Donald Trump had a right, under law, to appeal this ruling to the Court of Appeals and to stay the trial court proceedings while he did it. You may not like this rule, but it applies to ANYONE raising an immunity defense, not just Donald Trump.

President Trump took his appeal and the court concluded briefing in JUST ONE MONTH, and then held oral argument on January 9 and decided the case February 6. This is LIGHTNING FAST. Most CoA cases take about a year to a year and half between commencement and conclusion.

Further, the DC Circuit itself broke a norm to speed up the case further, and NOBODY criticized it for breaking this norm. It's a technical issue, but the "mandate" is the date on which a court of appeals judgment goes into effect.
Dilan Esper's commentary on these "delays" that actually aren't goes on in some detail, and make for educational reading. (And it was good to see that I wasn't imagining things when I recalled the glacial pace of other court proceedings and thought this seemed fast by comparison.)

**SOURCE DATA**
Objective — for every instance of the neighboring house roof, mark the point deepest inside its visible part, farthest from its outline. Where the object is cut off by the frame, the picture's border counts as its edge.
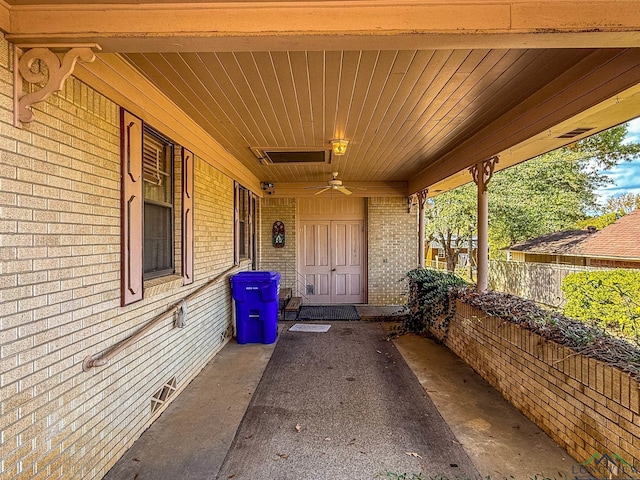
(618, 240)
(556, 243)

**PROBLEM DESCRIPTION**
From the immunity-appeal text above, quote the passage starting with "Donald Trump had" and going on through "commencement and conclusion.".

**EXERCISE ANSWER**
Donald Trump had a right, under law, to appeal this ruling to the Court of Appeals and to stay the trial court proceedings while he did it. You may not like this rule, but it applies to ANYONE raising an immunity defense, not just Donald Trump.

President Trump took his appeal and the court concluded briefing in JUST ONE MONTH, and then held oral argument on January 9 and decided the case February 6. This is LIGHTNING FAST. Most CoA cases take about a year to a year and half between commencement and conclusion.